**Extracted records:**
-- begin --
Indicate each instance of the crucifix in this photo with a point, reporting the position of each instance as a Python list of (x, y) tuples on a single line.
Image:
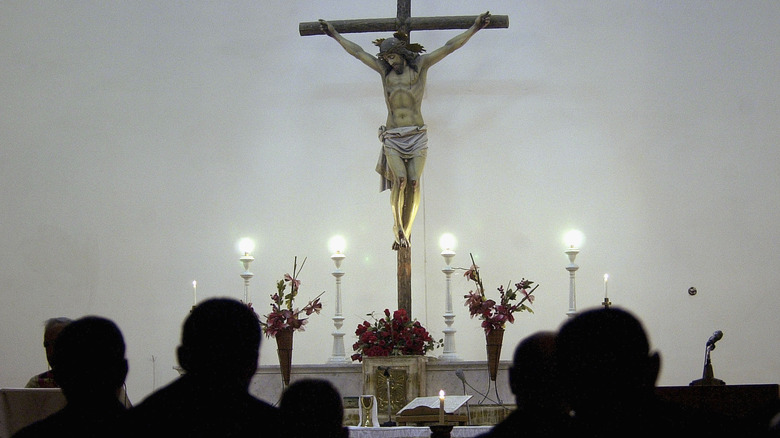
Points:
[(404, 135)]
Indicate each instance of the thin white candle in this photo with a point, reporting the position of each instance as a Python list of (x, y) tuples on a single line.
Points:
[(441, 406)]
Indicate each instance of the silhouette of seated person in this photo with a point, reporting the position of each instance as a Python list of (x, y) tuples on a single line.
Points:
[(609, 376), (51, 330), (220, 343), (90, 367), (534, 380), (312, 408)]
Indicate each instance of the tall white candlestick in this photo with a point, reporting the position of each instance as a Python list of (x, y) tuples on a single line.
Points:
[(441, 406)]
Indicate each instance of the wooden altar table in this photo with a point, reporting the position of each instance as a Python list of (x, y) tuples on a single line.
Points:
[(413, 432)]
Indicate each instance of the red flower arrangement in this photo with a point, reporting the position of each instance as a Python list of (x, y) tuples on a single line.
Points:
[(496, 315), (283, 316), (396, 336)]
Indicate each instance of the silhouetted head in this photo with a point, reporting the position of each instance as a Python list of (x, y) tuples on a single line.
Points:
[(89, 359), (220, 341), (605, 361), (533, 376), (51, 330), (396, 51), (313, 408)]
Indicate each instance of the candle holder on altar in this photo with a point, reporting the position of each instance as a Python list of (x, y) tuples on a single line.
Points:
[(246, 246), (441, 430), (447, 242), (573, 240), (338, 354)]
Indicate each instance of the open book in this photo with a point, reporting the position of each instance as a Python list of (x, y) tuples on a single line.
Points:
[(430, 405)]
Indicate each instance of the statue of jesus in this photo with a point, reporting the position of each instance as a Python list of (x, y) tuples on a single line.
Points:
[(404, 135)]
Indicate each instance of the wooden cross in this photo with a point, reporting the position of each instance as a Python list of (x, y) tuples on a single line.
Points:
[(403, 22)]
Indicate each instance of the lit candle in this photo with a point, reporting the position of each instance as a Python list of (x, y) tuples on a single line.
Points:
[(441, 406)]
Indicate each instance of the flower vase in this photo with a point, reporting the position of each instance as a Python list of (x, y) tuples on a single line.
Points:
[(284, 351), (494, 340)]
-- end --
**Your instructions:**
Replace each occurrence of "in this photo" in all the lines above with "in this picture", keeping everything else unchanged and leaving the pictures out.

**Result of the exercise:**
Indicate each instance of the crucifix in this picture with a point, reporting the position of each instance as a Python list of (x, y) tuples on a single line.
Image:
Points:
[(404, 135)]
Indicate each instance of the thin white candle in this picture with a point, reporting the position of each instance as a Python list of (x, y) tuples on a single line.
Points:
[(441, 406)]
Indicate each instance of the silhouette of seated person in this picture with a point, reporting the position of each instance as a Python list of (x, y) tuples on a single line.
Points:
[(609, 376), (51, 330), (220, 343), (90, 367), (534, 380), (312, 408)]
Indicate each instance of the tall white candlestick in this picture with a point, reporting the position of each instance as a Python list of (x, y) tuples on a single line.
Points:
[(441, 406)]
Indicate each instance of the wooden altar table in this picture with a point, reporting the position of each instance as a Python list of (x, y) tuples on a single line.
Points:
[(413, 432)]
Indicate each instance of the red flower arrangement in this picture with a point, reporting the position of each instance as a Python list of (x, y) tuples on a single line.
Points:
[(496, 315), (283, 316), (396, 336)]
Indicate each instance of the silhouetted head in this picture with a point, reporting the position of each instance as a Python list of (x, y) tuples on a single line.
Points:
[(89, 359), (220, 341), (605, 361), (533, 376), (51, 330), (396, 51), (313, 408)]
Indicate each instance of the candle holder on altar in this picture with a point, reporting the position of each instance as a Python list of (x, y) tuples on a single line.
Points:
[(246, 246), (441, 430), (447, 242), (573, 240), (338, 354)]
Indicate each instance of the open book in this picture with a point, reporting the position of each instance as a Python list of (x, y) tuples on a single line.
Points:
[(430, 405)]
Indicate each instance of the statue of jesus in this picture with a point, reporting the position of each instance as a Python list of (x, y) tuples on a single line.
Points:
[(404, 135)]
Indicate each instance of the wooden cross in this picture with a point, reporting the position of each instance as a Python list of (x, y) tuples on a single line.
Points:
[(403, 22)]
Indicate each instance of the lit candle in this picture with a point, reporting the position of each instance as a Python list of (x, y) tuples on a single line.
Points:
[(441, 406)]
Indicate each instance of the flower vase in this picture with a point, reporting the position of each instance as a Python list of (x, y) tuples on a single line.
Points:
[(284, 351), (494, 340)]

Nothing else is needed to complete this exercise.